## Extracted entries
══════════

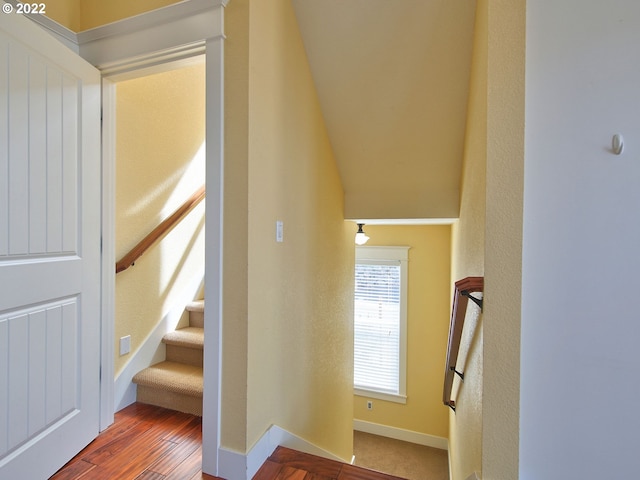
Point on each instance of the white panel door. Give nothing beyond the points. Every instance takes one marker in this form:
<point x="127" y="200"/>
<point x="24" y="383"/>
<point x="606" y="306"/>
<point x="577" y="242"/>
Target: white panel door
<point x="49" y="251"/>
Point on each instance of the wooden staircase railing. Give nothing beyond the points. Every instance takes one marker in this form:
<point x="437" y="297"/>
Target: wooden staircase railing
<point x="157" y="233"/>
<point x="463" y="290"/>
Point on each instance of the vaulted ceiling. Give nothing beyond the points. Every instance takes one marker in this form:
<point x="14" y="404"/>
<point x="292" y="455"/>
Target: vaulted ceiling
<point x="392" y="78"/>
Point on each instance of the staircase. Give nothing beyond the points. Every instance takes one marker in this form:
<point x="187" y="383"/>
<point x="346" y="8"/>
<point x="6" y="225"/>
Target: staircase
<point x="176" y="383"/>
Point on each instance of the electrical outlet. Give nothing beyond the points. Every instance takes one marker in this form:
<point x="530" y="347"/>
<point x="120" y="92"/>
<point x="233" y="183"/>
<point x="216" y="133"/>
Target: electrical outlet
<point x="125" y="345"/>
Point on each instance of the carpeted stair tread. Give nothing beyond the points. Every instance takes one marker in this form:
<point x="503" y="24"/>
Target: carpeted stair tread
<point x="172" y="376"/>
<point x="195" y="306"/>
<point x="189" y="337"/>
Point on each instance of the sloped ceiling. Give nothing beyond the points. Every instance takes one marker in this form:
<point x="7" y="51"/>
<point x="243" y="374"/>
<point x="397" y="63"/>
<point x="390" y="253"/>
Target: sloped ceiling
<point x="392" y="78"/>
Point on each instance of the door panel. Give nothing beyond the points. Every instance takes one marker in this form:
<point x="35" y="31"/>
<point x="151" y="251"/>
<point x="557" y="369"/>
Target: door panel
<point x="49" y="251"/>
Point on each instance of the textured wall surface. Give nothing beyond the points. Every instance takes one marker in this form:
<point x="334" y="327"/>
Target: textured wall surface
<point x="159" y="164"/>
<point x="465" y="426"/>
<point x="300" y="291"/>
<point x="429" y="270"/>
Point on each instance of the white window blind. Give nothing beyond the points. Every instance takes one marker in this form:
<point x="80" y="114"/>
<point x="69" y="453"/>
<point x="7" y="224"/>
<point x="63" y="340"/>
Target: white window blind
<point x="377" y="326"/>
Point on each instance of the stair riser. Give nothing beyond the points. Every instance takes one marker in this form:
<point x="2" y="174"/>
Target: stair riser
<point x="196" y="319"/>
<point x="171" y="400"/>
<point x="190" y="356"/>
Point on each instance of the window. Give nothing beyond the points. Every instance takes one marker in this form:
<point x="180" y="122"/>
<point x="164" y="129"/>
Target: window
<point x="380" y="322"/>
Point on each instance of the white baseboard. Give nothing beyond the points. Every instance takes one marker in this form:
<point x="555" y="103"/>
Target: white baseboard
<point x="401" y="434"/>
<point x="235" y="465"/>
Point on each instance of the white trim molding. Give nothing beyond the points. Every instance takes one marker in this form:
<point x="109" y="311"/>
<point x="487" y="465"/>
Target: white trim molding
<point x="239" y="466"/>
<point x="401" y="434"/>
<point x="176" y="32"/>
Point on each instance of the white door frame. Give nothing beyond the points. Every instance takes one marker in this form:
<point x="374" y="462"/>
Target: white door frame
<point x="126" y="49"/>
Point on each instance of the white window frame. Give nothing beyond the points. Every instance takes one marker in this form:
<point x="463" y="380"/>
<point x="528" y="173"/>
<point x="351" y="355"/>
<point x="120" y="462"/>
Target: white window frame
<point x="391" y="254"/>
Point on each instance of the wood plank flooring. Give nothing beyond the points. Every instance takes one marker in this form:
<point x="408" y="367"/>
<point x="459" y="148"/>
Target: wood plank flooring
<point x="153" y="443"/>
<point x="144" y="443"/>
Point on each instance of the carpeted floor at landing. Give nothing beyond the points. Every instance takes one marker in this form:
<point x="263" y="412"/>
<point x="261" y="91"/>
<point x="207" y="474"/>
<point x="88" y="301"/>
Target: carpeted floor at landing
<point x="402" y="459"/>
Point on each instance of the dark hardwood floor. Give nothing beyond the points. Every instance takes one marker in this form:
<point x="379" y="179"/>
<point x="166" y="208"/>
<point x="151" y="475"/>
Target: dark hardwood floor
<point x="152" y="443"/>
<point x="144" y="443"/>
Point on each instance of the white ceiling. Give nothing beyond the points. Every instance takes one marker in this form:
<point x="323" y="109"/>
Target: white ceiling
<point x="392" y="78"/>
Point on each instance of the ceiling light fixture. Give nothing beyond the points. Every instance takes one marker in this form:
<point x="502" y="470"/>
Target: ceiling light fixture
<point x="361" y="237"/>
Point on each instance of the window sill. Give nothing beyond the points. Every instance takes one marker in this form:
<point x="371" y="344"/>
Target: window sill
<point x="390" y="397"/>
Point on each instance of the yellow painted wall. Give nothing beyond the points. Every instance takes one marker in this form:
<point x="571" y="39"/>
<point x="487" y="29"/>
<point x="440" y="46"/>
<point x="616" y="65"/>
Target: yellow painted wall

══════════

## Assigned task
Leave the pictures out. Otherwise, output the listing above exactly.

## Result of this task
Point on each instance of the white panel door. Give nothing beyond the points. Every instance takes one marker in this form:
<point x="127" y="200"/>
<point x="24" y="383"/>
<point x="606" y="306"/>
<point x="577" y="242"/>
Target: white panel door
<point x="49" y="251"/>
Point on each instance of the wooden staircase railing. Give nothing beyond the points. Every instance takes one marker in this form:
<point x="437" y="297"/>
Target: wooden staircase railing
<point x="157" y="233"/>
<point x="463" y="290"/>
Point on each instance of the vaulted ceiling. Give nothing beyond the points. Every instance takes one marker in this form:
<point x="14" y="404"/>
<point x="292" y="455"/>
Target: vaulted ceiling
<point x="392" y="78"/>
Point on each instance of the staircase. Give nothing beyond the points. Every instance takes one marker in this form:
<point x="187" y="383"/>
<point x="346" y="8"/>
<point x="6" y="225"/>
Target: staircase
<point x="176" y="383"/>
Point on each instance of the electrical outlet. Give nothing beyond the points. Every instance takes one marker in this form:
<point x="530" y="347"/>
<point x="120" y="92"/>
<point x="233" y="183"/>
<point x="216" y="133"/>
Target: electrical outlet
<point x="125" y="345"/>
Point on each instance of the carpeted stair tread. Give nothing beyond the points. Every instance takes one marker in this form:
<point x="503" y="24"/>
Target: carpeted stair tread
<point x="172" y="376"/>
<point x="195" y="306"/>
<point x="189" y="337"/>
Point on each instance of the sloped ceiling. Give nothing beyond the points. Every instance takes one marker in this form:
<point x="7" y="51"/>
<point x="243" y="374"/>
<point x="397" y="63"/>
<point x="390" y="253"/>
Target: sloped ceiling
<point x="392" y="78"/>
Point on each instance of the door panel. Give nothing beyond the points. Every instance takes one marker in this form:
<point x="35" y="31"/>
<point x="151" y="251"/>
<point x="557" y="369"/>
Target: door panel
<point x="49" y="251"/>
Point on each instance of the textured wall surface. Give nothing beyond the points. Every instance takes one marker in this form:
<point x="334" y="327"/>
Target: textured wall surface
<point x="159" y="164"/>
<point x="465" y="426"/>
<point x="300" y="291"/>
<point x="429" y="270"/>
Point on each instance of the white window blind. Give nothing beyond the points. Every instance takes one marker in this form:
<point x="80" y="114"/>
<point x="69" y="453"/>
<point x="7" y="224"/>
<point x="63" y="340"/>
Target: white window blind
<point x="377" y="326"/>
Point on each instance of the stair riser. Give nothing beyond the points. Every instance takes one marker in this form:
<point x="2" y="174"/>
Target: stair riser
<point x="196" y="319"/>
<point x="171" y="400"/>
<point x="190" y="356"/>
Point on each instance of the window. Give nothing beyond the points. Every instance takes one marker in this form:
<point x="180" y="122"/>
<point x="164" y="129"/>
Target: window
<point x="380" y="322"/>
Point on each instance of the white baseboard. Give nothing beyond the points. Every instance takes one marker in this form:
<point x="555" y="103"/>
Target: white baseboard
<point x="401" y="434"/>
<point x="235" y="465"/>
Point on each instance of the white trim molding. Give nothing beyond the points. Every instance takes one marker in this form:
<point x="109" y="311"/>
<point x="487" y="465"/>
Target: white trim molding
<point x="239" y="466"/>
<point x="401" y="434"/>
<point x="176" y="32"/>
Point on each instance of the white door frame. Give nothing beyond the points. Every instance takes one marker in this form:
<point x="374" y="462"/>
Target: white door frame
<point x="126" y="49"/>
Point on each instance of the white window frame. Give nothing beyond the points. Every instance takes one marker in this form:
<point x="463" y="380"/>
<point x="528" y="173"/>
<point x="351" y="355"/>
<point x="120" y="462"/>
Target: white window frame
<point x="391" y="254"/>
Point on each instance of the wood plank flooring. Give nothing beyond the points. Every instance takes one marker in this form:
<point x="408" y="367"/>
<point x="459" y="148"/>
Target: wood plank flooring
<point x="153" y="443"/>
<point x="144" y="443"/>
Point on each instance of the carpeted floor at landing. Give nothing beyond the points. Every instance takes one marker in this form:
<point x="263" y="412"/>
<point x="261" y="91"/>
<point x="207" y="474"/>
<point x="88" y="301"/>
Target: carpeted floor at landing
<point x="402" y="459"/>
Point on each instance of the dark hardwood floor. Give nothing beyond the points. Every instance takes one marker in this form:
<point x="379" y="179"/>
<point x="166" y="208"/>
<point x="151" y="475"/>
Target: dark hardwood floor
<point x="152" y="443"/>
<point x="144" y="443"/>
Point on each instance of the white ceiling. Give nothing beyond the points. Every instance takes one marker in this form:
<point x="323" y="109"/>
Target: white ceiling
<point x="392" y="78"/>
Point on each instance of the ceiling light fixture. Give nothing beyond the points. Every instance takes one marker in this form:
<point x="502" y="470"/>
Target: ceiling light fixture
<point x="361" y="237"/>
Point on each instance of the window sill. Give nothing beyond the points. Every instance takes one marker in this form:
<point x="371" y="344"/>
Target: window sill
<point x="390" y="397"/>
Point on each instance of the yellow painted wall. Give nothing beyond the points. Every instance takes one marker in this form:
<point x="571" y="39"/>
<point x="487" y="29"/>
<point x="440" y="46"/>
<point x="616" y="65"/>
Target: yellow painted wall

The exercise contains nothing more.